TEXT PROVIDED:
(begin)

Where benefits are conferred without a request, express or implied, a subsequent promise to pay therefor is not supported by a consideration. (Cook v. Bradley, 7 Conn. 57, 18 Am. Dec. 79; Carson v. Clark, 1 Scam. (2 Ill.) 113, 25 Am. Dec. 79; Boston v. Dodge, 1 Blackf. (Ind.) 19, 12 Am. Dec. 205; Warren v. Whitney, 24 Me. 561, 41 Am. Dec. 406; Woodburn v. Renshaw, 32 Mo. 197; Savage v. Burns, 3 Mont. 527, 531; Wilson v. Edmonds, 24 N.H. 517, 546; Sharp v. Hoopes, 74 N.J.L. 191, 64 A. 989; Bailey v. Rutjes, 86 N.C. 517; Whitall v. Morse, 5 Serg. & R. (Pa.) 358; Shepard v. Rhodes, 7 R. I. 470, 84 Am. Dec. 573; McCord v. Dodson, 10 Heisk. (57 Tenn.) 440; Davis v. Anderson, 99 Va. 620, 39 S.E. 588; 9 Cyc. 356-360, and numerous cases cited; 22 Cyc. 83.)

BUDGE, J. Sullivan, C. J., and Morgan, J., concur.

OPINION

BUDGE, J.

This action was brought by F. A. Blackwell against R. F. Kercheval, public administrator, as administrator of the estate of Wilson Kistler, deceased, to recover judgment against said estate for the sum of $ 29,500.48 with interest.

To the second amended complaint a general demurrer was sustained by the trial court, and upon refusal of plaintiff to further amend his complaint, judgment of dismissal was entered, from which judgment this appeal is taken.

(end)

TASKS TO CARRY OUT:
1/ Quote the passage of the court opinion between "BUDGE, J. Sullivan, C." and "appeal is taken.", inclusive.
2/ In the court opinion, how much money did the plaintiff seek to recover from the estate?

EXTRACTED ENTRIES:
(begin)

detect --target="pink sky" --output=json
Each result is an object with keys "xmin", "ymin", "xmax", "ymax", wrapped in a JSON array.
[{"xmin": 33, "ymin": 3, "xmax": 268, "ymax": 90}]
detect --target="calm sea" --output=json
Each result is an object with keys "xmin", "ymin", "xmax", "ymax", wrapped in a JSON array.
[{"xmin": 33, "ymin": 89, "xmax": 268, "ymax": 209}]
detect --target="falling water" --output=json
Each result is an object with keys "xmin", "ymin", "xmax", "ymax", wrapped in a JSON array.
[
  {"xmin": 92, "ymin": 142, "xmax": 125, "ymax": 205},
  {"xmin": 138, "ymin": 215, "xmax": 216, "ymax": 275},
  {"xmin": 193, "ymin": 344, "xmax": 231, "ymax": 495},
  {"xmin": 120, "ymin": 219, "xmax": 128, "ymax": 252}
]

(end)

WORKED ANSWERS:
1/
BUDGE, J. Sullivan, C. J., and Morgan, J., concur.

OPINION

BUDGE, J.

This action was brought by F. A. Blackwell against R. F. Kercheval, public administrator, as administrator of the estate of Wilson Kistler, deceased, to recover judgment against said estate for the sum of $ 29,500.48 with interest.

To the second amended complaint a general demurrer was sustained by the trial court, and upon refusal of plaintiff to further amend his complaint, judgment of dismissal was entered, from which judgment this appeal is taken.

2/ $29,500.48 with interest.